It’s official: The Seahawks have completed the deconstruction of the offensive line that tagged along for the Super Bowl XLVIII win and are in full rebuild mode.
With injured (again) Russell Okung headed to the new Super Bowl champs in Denver on a prove-it deal, the Seahawks have completely turned over their line since 2013.
While continuity is one of the hallmarks of any great line, the Seahawks have not had much of that due to injuries and inconsistent play, so they aren’t really missing anything by letting Okung and company go. None of them were worth keeping.
Breno Giacomini left after the 2013 season, getting $4.5 million a year from the Jets. After 2014, Max Unger — making $5.5 million — was traded to New Orleans and James Carpenter joined Giacomini on the Jets for almost $5 million a year. And now Okung and J.R. Sweezy are gone — Sweezy making $6.5 million a year and Okung looking at $12 million if he earns it with a good 2016.
Could the Hawks have done the Okung deal? Sure. But they didn’t want to pay $12 million a year to a player who has never played a full season. Denver reportedly will get Okung for as little as $5 million this year (and hope he is healthy enough to play), and then will have to decide whether to pick up that four-year, $48 million option.
Now the Seahawks are in full rebuild mode. After signing a couple of guys this week, they have the bodies for all five positions. But they need to do better than Garry Gilliam at left tackle, Patrick Lewis at center and Justin Britt and J’Marcus Webb at left guard and right tackle in some combo.
As it turns out, Okung going to Denver might end up helping Seattle. The Broncos are expected to release Ryan Clady, their former Pro Bowl left tackle who is coming off an ACL injury and is scheduled to make $9.5 million in 2016.
With most of the other free-agent tackles — Kelvin Beachum, Donald Penn, Jermon Bushrod — signed, the Seahawks don’t have many options for a veteran left tackle. Clady and Will Beatty are the top two free agents; but, like Okung, both have injury concerns.
Beatty is recovering from a torn pectoral muscle and rotator cuff that kept him out in 2015. He was cut by the Giants in February and is expected to be ready to work out for teams in April. Six teams reportedly asked about him at the Combine. No word on whether the Seahawks were one of those teams; but, if they weren’t interested then, they should be now.
With Okung now definitely gone, if Seattle had to play today, the line would look something like this: LT Gilliam, LG Britt, C Lewis, RG Mark Glowinski, RT Webb.
The Seahawks, who have $10 million to spend on free agents, are sure to add a couple more veteran linemen while also signing a linebacker and backup quarterback.

Supplied entries.
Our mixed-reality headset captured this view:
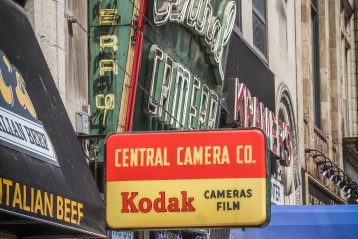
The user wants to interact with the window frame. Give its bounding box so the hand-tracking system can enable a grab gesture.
[251,0,268,62]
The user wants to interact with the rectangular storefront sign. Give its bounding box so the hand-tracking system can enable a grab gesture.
[106,129,270,229]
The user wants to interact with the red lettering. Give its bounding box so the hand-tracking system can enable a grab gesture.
[181,191,195,212]
[270,111,278,155]
[283,125,292,166]
[168,198,180,212]
[154,192,167,212]
[138,198,152,213]
[277,118,285,159]
[252,97,261,128]
[121,191,195,213]
[121,192,139,213]
[244,88,254,127]
[235,84,246,127]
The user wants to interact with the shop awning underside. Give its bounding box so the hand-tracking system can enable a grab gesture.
[230,205,358,239]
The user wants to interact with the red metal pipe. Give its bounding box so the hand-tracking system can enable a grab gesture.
[124,0,147,131]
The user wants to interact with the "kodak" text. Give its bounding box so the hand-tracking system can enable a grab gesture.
[121,191,195,213]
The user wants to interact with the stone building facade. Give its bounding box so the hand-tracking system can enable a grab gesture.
[296,0,358,204]
[24,0,88,127]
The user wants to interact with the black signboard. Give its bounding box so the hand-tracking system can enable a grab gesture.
[0,0,105,237]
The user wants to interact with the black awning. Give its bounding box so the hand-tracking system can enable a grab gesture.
[0,0,105,237]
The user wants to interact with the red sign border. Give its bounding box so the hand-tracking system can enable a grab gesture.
[104,127,271,230]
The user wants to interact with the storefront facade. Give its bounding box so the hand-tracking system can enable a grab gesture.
[0,0,105,237]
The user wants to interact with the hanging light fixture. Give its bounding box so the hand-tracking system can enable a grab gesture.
[305,148,358,203]
[322,165,331,178]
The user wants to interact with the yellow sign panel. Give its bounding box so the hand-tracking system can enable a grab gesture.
[106,129,270,229]
[107,179,267,229]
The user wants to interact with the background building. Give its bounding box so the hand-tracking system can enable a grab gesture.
[296,0,358,204]
[5,0,358,238]
[224,0,301,204]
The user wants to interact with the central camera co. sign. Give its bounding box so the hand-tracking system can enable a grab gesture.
[106,129,270,229]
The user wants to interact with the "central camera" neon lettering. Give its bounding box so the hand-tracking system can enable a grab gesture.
[153,0,237,81]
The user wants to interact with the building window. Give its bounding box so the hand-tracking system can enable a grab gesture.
[252,0,267,58]
[311,0,321,129]
[235,0,242,32]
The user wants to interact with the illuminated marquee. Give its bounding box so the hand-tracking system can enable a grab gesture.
[145,45,220,129]
[153,0,237,82]
[0,50,58,166]
[234,79,293,166]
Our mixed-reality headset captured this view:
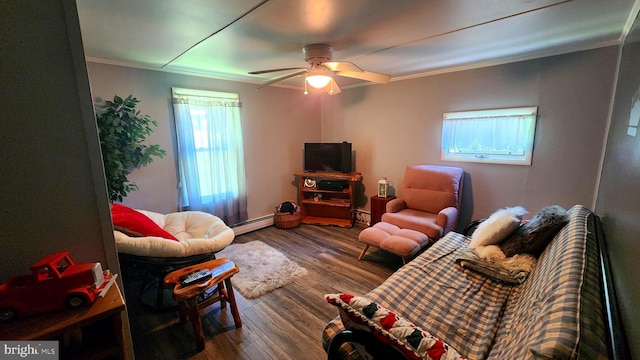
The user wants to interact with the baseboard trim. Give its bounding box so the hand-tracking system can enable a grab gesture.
[231,214,274,236]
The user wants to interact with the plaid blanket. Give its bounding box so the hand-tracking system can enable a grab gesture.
[323,205,607,359]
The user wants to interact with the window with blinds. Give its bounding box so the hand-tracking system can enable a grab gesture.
[441,107,538,165]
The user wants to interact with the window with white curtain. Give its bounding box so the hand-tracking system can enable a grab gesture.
[172,88,248,225]
[441,107,538,165]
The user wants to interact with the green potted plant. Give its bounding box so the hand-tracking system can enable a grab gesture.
[96,95,167,202]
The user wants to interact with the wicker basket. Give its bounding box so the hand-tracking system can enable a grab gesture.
[275,211,302,229]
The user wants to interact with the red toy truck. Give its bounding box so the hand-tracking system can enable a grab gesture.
[0,251,112,322]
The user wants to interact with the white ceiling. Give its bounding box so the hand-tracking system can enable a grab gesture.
[77,0,640,88]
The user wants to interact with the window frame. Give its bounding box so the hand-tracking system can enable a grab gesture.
[440,106,538,165]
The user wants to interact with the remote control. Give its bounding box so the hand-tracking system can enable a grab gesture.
[180,269,211,286]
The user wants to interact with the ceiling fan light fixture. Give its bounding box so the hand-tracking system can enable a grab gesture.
[307,75,331,89]
[305,64,331,89]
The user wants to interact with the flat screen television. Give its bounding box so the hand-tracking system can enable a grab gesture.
[304,141,353,173]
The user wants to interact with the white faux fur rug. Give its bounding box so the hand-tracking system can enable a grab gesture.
[216,240,307,299]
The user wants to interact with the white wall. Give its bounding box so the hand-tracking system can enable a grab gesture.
[322,47,617,226]
[89,63,321,219]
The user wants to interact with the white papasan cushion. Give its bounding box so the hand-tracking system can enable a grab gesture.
[469,206,529,249]
[113,210,235,257]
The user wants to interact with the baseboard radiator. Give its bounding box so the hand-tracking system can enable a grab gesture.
[231,214,274,236]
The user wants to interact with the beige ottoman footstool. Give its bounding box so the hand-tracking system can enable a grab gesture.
[358,222,431,264]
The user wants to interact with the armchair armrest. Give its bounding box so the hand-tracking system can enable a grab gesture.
[386,198,407,213]
[436,206,458,236]
[327,329,407,360]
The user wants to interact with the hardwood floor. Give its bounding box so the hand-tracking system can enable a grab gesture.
[123,225,402,360]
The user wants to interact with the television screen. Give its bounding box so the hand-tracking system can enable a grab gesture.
[304,142,352,173]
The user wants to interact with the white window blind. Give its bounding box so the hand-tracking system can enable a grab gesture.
[441,107,538,165]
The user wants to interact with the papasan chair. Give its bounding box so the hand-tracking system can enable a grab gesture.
[111,203,235,309]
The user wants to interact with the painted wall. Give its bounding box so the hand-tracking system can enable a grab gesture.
[0,1,119,282]
[0,0,133,358]
[88,63,321,219]
[322,47,617,228]
[596,11,640,359]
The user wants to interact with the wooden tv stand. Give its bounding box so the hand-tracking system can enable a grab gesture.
[295,171,362,228]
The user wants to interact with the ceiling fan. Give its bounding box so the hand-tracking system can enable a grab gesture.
[249,44,391,95]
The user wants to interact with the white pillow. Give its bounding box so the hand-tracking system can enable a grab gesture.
[469,206,529,249]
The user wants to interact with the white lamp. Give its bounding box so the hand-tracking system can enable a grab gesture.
[305,64,331,89]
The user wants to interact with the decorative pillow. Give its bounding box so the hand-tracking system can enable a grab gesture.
[325,294,464,360]
[500,205,569,258]
[111,203,178,241]
[113,225,142,237]
[469,206,529,249]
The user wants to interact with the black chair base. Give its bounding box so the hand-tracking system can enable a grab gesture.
[118,252,216,310]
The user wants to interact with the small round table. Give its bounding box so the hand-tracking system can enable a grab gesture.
[164,258,242,351]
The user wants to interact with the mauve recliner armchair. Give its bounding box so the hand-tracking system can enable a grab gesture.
[382,165,464,243]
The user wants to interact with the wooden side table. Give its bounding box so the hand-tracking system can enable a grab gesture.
[164,258,242,351]
[369,195,396,226]
[0,283,127,359]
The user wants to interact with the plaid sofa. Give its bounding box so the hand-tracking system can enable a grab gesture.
[322,205,607,359]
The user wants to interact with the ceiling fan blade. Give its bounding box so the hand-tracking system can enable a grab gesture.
[324,78,341,95]
[336,71,391,84]
[258,69,307,89]
[322,61,364,72]
[249,67,306,75]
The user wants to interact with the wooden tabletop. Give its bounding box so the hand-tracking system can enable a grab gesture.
[0,283,125,340]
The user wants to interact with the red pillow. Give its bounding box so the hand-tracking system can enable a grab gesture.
[111,203,178,241]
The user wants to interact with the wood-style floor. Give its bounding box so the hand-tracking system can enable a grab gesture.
[123,225,402,360]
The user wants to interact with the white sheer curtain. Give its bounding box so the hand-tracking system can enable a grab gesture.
[173,91,248,225]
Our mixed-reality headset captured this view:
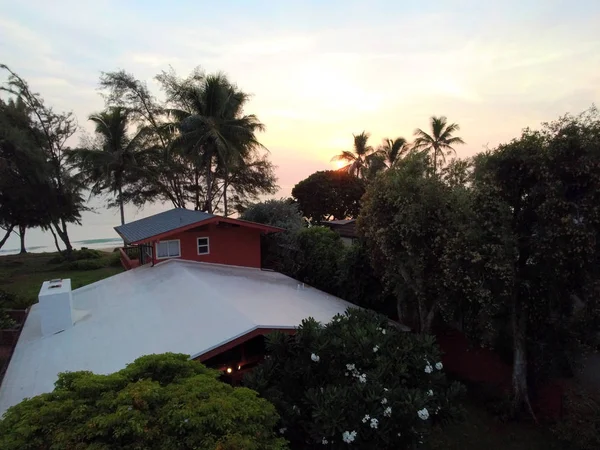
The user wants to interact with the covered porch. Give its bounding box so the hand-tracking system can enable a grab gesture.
[119,244,154,270]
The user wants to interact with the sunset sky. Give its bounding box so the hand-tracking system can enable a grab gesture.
[0,0,600,248]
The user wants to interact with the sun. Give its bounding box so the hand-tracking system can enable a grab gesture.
[333,161,348,170]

Check your understanding.
• A. Repeat the part of the Seahawks article between "Could the Hawks" and "in some combo.", inclusive.
• B. According to the Seahawks article, what would Seattle's offensive line be if it had to play today? Give each player with his position.

Answer list.
• A.
Could the Hawks have done the Okung deal? Sure. But they didn’t want to pay $12 million a year to a player who has never played a full season. Denver reportedly will get Okung for as little as $5 million this year (and hope he is healthy enough to play), and then will have to decide whether to pick up that four-year, $48 million option.
Now the Seahawks are in full rebuild mode. After signing a couple of guys this week, they have the bodies for all five positions. But they need to do better than Garry Gilliam at left tackle, Patrick Lewis at center and Justin Britt and J’Marcus Webb at left guard and right tackle in some combo.

• B.
- Left tackle: Garry Gilliam
- Left guard: Justin Britt
- Center: Patrick Lewis
- Right guard: Mark Glowinski
- Right tackle: J'Marcus Webb